* TASK DIRECTIONS *
Please output the entries below from the line that contains "the red book" through the final line, reproduced exactly and alone.

* RECORD SET *
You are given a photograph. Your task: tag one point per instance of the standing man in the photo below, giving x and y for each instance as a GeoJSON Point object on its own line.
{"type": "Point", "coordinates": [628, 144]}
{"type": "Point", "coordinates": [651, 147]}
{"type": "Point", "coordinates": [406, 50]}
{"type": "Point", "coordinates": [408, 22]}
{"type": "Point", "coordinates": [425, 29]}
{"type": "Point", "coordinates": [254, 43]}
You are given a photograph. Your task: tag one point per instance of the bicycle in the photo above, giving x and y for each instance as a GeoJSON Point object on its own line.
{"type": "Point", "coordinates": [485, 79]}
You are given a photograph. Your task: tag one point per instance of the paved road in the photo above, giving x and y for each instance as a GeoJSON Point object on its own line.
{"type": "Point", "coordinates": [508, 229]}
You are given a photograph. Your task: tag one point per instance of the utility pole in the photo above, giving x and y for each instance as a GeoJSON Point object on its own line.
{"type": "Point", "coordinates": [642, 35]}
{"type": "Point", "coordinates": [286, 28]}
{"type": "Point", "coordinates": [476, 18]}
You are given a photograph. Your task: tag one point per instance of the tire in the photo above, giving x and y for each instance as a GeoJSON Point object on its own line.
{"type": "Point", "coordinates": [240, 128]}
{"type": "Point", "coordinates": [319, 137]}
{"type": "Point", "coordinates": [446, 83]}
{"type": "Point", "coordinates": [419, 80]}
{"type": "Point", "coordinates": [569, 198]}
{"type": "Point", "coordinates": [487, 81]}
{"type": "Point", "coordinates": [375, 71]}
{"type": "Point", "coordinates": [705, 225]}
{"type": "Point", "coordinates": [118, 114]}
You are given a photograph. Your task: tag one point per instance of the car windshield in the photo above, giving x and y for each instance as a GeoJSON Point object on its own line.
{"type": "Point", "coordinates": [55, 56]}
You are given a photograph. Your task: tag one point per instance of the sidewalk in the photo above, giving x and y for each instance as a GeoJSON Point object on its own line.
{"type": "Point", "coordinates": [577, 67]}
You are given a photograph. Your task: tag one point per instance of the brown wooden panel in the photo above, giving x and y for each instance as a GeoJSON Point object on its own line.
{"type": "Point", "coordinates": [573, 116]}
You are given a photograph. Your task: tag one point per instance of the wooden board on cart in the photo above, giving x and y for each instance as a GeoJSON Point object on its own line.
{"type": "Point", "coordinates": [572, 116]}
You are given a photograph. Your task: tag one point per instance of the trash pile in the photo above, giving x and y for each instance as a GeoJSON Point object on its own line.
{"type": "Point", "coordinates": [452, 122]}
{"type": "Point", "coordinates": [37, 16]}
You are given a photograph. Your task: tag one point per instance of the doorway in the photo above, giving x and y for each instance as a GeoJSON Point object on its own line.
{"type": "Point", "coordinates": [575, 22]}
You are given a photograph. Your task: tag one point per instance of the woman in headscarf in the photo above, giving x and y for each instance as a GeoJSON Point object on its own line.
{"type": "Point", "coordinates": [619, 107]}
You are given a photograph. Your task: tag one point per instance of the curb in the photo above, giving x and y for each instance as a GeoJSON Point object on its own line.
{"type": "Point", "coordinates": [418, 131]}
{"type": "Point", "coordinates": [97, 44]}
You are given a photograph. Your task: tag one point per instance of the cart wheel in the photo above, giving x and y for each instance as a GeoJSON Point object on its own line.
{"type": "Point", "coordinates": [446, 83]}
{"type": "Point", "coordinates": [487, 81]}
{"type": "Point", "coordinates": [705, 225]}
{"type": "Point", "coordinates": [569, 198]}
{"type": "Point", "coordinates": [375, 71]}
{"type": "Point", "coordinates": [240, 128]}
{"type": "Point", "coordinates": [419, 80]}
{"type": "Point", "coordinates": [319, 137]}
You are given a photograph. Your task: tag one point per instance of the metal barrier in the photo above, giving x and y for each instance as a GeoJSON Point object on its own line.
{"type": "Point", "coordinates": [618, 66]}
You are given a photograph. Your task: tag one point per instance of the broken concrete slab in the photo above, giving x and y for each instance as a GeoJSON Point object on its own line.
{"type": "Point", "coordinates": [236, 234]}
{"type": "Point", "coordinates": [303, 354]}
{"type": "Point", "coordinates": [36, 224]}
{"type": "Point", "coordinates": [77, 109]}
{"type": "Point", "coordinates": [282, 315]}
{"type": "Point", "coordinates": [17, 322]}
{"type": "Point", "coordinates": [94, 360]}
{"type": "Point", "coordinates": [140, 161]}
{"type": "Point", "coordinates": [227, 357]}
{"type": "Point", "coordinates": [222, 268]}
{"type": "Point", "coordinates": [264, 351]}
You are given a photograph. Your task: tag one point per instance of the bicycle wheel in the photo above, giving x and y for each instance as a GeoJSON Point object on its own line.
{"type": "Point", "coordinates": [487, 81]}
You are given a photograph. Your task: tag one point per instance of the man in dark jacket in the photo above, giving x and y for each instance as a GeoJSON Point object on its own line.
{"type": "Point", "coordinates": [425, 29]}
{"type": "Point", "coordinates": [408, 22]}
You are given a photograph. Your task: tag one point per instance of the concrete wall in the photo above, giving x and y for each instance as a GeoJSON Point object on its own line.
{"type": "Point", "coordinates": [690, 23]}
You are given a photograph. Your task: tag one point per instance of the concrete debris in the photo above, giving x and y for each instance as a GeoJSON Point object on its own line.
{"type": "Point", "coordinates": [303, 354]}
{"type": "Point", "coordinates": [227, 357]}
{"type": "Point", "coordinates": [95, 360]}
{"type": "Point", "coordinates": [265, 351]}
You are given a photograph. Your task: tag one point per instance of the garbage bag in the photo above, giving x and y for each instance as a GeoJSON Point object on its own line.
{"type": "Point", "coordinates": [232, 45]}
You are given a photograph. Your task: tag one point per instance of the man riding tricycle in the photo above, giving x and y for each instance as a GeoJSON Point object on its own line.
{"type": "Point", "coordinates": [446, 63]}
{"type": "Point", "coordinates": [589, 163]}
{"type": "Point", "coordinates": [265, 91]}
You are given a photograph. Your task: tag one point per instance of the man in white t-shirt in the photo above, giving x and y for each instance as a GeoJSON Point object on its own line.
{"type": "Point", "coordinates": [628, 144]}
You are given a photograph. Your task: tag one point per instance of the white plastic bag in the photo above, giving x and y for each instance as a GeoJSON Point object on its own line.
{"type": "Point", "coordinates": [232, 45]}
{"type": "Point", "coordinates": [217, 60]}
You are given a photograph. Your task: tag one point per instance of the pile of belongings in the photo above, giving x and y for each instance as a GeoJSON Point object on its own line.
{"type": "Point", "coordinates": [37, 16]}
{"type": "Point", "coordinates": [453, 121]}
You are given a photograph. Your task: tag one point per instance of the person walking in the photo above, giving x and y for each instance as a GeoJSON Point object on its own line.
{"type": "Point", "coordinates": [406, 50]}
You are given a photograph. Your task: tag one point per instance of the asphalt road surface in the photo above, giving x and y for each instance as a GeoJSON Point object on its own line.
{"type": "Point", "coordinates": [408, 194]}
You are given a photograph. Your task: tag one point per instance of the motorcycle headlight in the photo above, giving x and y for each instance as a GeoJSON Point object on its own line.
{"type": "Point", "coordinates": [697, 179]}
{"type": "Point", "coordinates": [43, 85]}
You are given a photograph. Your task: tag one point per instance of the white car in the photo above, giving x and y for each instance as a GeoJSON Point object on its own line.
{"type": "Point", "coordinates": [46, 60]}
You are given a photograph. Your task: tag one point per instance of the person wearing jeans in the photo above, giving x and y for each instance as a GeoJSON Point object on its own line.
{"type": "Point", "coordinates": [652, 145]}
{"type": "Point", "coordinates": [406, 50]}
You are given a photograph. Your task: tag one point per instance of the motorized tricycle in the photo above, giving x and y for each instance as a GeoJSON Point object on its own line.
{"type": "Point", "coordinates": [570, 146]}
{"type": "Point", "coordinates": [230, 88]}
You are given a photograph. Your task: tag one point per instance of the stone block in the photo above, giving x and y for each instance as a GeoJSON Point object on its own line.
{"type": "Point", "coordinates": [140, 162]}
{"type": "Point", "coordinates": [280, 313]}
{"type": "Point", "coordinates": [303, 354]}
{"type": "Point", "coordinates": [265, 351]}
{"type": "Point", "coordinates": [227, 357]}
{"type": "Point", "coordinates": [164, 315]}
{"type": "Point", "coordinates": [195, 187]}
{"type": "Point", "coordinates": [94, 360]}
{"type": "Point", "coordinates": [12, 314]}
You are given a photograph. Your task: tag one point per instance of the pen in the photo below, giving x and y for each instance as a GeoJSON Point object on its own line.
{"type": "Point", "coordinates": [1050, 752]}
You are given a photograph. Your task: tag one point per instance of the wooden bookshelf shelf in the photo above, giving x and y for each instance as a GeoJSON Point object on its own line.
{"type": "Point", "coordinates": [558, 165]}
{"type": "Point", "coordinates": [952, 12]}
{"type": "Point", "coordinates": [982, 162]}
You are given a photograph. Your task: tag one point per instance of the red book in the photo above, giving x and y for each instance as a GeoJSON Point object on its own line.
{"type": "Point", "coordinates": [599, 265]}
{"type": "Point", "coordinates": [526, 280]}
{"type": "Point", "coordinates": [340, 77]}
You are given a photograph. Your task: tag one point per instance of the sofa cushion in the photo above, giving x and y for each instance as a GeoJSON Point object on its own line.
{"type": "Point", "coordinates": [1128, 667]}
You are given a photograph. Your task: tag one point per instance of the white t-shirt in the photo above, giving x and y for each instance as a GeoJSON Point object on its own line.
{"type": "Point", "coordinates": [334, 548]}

* CORRECT RESULT *
You are given a photograph. Your task: tag one point per instance of the red book in the photo above, giving x and y for each instance as a GeoJSON Point object on its own line.
{"type": "Point", "coordinates": [599, 265]}
{"type": "Point", "coordinates": [526, 280]}
{"type": "Point", "coordinates": [340, 77]}
You are given a photograph. Your task: tag one point per instance of the sofa cushion in the photo above, giving x and y for each instance as a GeoJSON Point object on its own line.
{"type": "Point", "coordinates": [1128, 667]}
You are given a photograph. Your task: tag one point per instance of the white t-shirt in the photo above, giving x and y for each instance as a GeoJSON Point object on its own line.
{"type": "Point", "coordinates": [334, 548]}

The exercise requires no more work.